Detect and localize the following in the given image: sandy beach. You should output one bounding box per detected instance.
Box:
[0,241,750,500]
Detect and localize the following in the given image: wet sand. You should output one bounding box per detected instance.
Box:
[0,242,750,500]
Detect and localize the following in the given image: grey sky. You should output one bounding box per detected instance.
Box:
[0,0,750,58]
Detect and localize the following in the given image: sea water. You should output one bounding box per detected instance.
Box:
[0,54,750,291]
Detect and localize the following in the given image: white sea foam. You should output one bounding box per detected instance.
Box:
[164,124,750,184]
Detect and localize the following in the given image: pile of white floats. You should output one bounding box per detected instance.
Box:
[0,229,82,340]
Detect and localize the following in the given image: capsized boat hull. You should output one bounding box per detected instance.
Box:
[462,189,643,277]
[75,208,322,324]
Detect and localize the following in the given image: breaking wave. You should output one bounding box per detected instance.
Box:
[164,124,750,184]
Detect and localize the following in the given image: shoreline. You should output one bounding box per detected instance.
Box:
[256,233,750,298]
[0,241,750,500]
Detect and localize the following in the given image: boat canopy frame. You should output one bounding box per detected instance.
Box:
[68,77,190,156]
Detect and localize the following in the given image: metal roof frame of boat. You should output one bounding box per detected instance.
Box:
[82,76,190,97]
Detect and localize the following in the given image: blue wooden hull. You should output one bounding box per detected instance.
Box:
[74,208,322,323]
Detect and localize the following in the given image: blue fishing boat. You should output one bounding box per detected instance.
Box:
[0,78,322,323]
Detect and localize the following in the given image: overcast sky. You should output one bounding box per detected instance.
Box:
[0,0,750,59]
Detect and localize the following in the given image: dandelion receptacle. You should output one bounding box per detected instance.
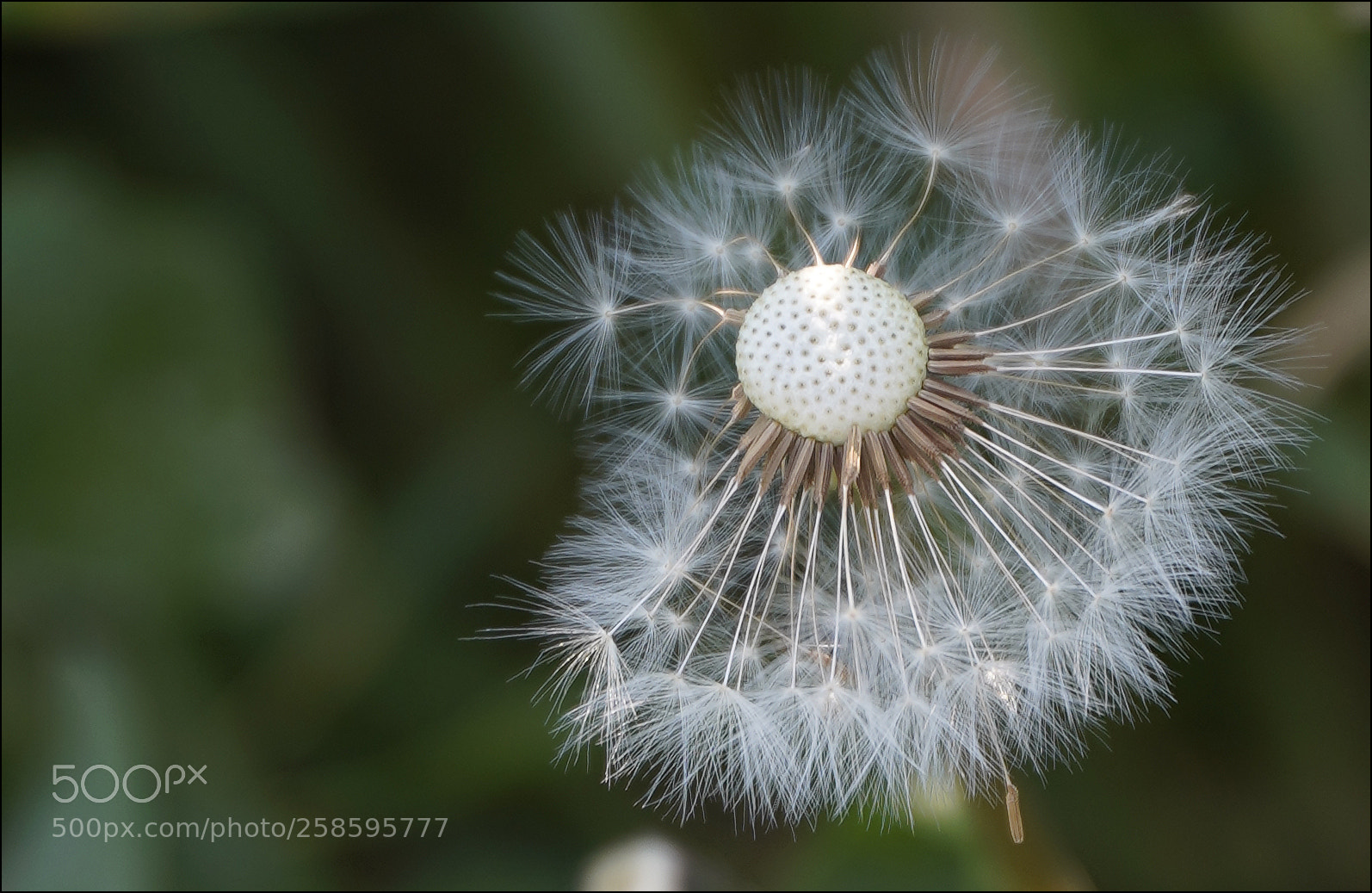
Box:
....................
Rewrite all the rows, switching "bounding box" to "bounding rectangle" wherever it occurs and leaving everything else unchanged. Leave the pictures out.

Detect and localize the following in the given image: sandy beach. You should output one bounding rectangle per detected instance.
Box:
[0,241,750,500]
Detect and localize the following in the given image: wet sand. You should output one bounding rectangle per detected instance.
Box:
[0,242,750,500]
Detect and localize the following in the given image: grey sky. You should output one bounding rectangle per detected instance.
Box:
[0,0,750,58]
Detect and localize the following in the given image: sea water. You should output one bounding rectangle per detected instance.
Box:
[0,54,750,291]
Detect and localize the following in the given image: white sea foam. You should output one bounding rectangle per detected instance.
Box:
[164,124,750,184]
Detect and localize the following in the given image: pile of white floats. You should output one bounding rectangle per detected instance.
Box:
[0,229,82,340]
Detect and localize the following in the given image: capsized boat hull. You should output one bounding rectangle per detected instance.
Box:
[462,189,643,277]
[75,208,322,324]
Detect and localize the following in the given image: breaking wave. You should output one bounding rectangle per detected instance.
Box:
[164,124,750,184]
Detect and localize the following in the given image: shoreline. You should output one bounding rectangle per detected instance.
Box:
[256,233,750,298]
[0,241,750,500]
Detect and localize the following in the given image: boat canopy frame. You should output one bounding rectangle per detected instance.
Box:
[68,77,190,156]
Detect and localize the following in the given image: metal roof frame of boat. You should output one bounding rectangle per detected instance.
Box:
[82,76,190,97]
Detect and localize the following in the given image: blue wooden hull. You should output one bounding rectangle per detected instance.
Box:
[74,208,322,323]
Detect and localize the following in the given image: blue fishing boat. You should output one bounding rectangle per detected instance.
Box:
[0,78,322,323]
Detect and localize the following in the given image: overcast sky. You should output one bounding rectangle per detected instance.
Box:
[0,0,750,59]
Detect and localize the following in the given image: dandelion receptacle. You should output one bounding rectangle per detected instance.
Box:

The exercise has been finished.